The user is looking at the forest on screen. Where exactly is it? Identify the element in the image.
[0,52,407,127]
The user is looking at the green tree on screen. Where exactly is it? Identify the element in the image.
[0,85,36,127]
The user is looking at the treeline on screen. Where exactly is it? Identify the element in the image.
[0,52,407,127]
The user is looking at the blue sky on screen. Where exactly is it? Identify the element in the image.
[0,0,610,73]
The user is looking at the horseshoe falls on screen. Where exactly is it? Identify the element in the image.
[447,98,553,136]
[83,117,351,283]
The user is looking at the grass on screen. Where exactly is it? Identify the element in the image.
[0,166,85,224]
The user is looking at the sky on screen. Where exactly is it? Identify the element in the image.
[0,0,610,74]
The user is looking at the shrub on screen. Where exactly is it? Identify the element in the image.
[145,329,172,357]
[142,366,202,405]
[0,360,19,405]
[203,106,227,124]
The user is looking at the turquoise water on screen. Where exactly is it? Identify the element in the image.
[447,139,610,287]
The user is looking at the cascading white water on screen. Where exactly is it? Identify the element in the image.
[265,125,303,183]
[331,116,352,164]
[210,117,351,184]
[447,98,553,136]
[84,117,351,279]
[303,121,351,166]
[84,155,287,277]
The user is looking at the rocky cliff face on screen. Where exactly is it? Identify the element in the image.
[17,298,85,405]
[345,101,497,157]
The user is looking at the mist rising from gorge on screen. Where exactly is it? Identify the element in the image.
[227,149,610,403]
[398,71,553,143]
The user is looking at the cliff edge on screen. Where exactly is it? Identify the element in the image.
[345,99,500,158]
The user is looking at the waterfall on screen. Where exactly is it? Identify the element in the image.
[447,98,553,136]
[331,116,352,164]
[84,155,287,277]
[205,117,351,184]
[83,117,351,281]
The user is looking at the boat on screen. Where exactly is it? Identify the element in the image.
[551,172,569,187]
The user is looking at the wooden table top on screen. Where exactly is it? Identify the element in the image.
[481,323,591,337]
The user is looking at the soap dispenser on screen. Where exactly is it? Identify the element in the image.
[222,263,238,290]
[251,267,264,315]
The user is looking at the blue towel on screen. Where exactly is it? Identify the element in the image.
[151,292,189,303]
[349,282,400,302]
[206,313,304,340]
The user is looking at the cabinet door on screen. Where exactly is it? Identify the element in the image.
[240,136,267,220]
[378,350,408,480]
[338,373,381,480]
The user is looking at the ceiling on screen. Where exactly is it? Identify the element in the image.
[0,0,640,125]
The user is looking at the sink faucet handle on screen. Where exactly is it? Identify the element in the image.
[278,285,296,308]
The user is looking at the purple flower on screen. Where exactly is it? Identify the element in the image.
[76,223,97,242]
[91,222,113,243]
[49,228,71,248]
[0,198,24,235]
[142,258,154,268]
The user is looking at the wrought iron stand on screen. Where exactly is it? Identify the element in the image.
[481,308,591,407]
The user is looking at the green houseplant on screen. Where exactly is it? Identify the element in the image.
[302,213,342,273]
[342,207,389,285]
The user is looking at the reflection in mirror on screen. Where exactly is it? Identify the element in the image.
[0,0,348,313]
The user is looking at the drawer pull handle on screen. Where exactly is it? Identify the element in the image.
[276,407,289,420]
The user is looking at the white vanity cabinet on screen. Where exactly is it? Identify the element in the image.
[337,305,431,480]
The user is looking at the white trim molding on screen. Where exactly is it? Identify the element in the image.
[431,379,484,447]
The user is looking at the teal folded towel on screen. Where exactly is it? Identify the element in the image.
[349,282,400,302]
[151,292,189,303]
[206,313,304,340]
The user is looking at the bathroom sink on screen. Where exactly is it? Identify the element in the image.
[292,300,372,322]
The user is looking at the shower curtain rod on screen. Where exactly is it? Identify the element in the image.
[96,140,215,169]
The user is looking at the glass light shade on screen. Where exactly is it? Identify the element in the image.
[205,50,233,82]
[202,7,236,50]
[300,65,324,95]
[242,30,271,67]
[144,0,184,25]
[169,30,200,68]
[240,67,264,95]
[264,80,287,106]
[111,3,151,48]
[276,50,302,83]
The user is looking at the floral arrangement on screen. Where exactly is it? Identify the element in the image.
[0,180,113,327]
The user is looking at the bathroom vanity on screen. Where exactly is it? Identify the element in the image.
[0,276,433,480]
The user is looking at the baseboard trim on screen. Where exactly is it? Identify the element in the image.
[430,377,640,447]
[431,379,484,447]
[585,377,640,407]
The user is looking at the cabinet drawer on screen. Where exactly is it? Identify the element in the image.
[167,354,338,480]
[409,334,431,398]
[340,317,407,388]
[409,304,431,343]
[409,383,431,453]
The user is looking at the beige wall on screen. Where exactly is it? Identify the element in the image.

§ The exercise
Turn the records above into a JSON list of strings, one per line with blank lines left out. Begin at the first line of the records and stop after the line that contains "[345,101,497,157]".

§ Exercise response
[
  "The user is looking at the forest on screen. Where exactly is it? Identify the element in the image.",
  "[0,52,407,127]",
  "The user is looking at the green tree on screen. Where exactly is it? Identify the element in the image.",
  "[0,85,36,127]",
  "The user is looking at the treeline on screen. Where exactly is it? Identify the element in the image.",
  "[0,52,407,127]",
  "The user is looking at the blue sky on screen. Where exactly is it? Identify the element in the image.",
  "[0,0,610,73]",
  "The user is looking at the horseshoe falls on screen. Where exactly is it? Identify the element in the image.",
  "[447,98,553,136]",
  "[83,117,351,283]",
  "The user is looking at the grass on screen. Where exactly is it? Identify the element in the image.",
  "[0,166,85,224]",
  "The user is looking at the sky on screen. Where exactly is it? Identify the element in the image.",
  "[0,0,610,74]",
  "The user is looking at the shrub on screen. Where exactly is it? Identify the element in the image.",
  "[145,329,172,357]",
  "[142,366,202,405]",
  "[0,360,19,405]",
  "[203,106,227,124]",
  "The user is looking at the turquoise water on screen. Where exactly is it? Identify the element in the image.",
  "[447,139,610,287]",
  "The user is looking at the cascading white water on screen. Where exactly is it? Identify the element in the image.",
  "[265,125,303,183]",
  "[331,116,352,164]",
  "[210,117,351,184]",
  "[447,98,553,136]",
  "[84,117,351,279]",
  "[303,121,351,166]",
  "[84,155,287,277]",
  "The user is looking at the rocky cliff face on screen. Where exactly is it? Identify the element in the image.",
  "[17,298,85,405]",
  "[345,101,497,157]"
]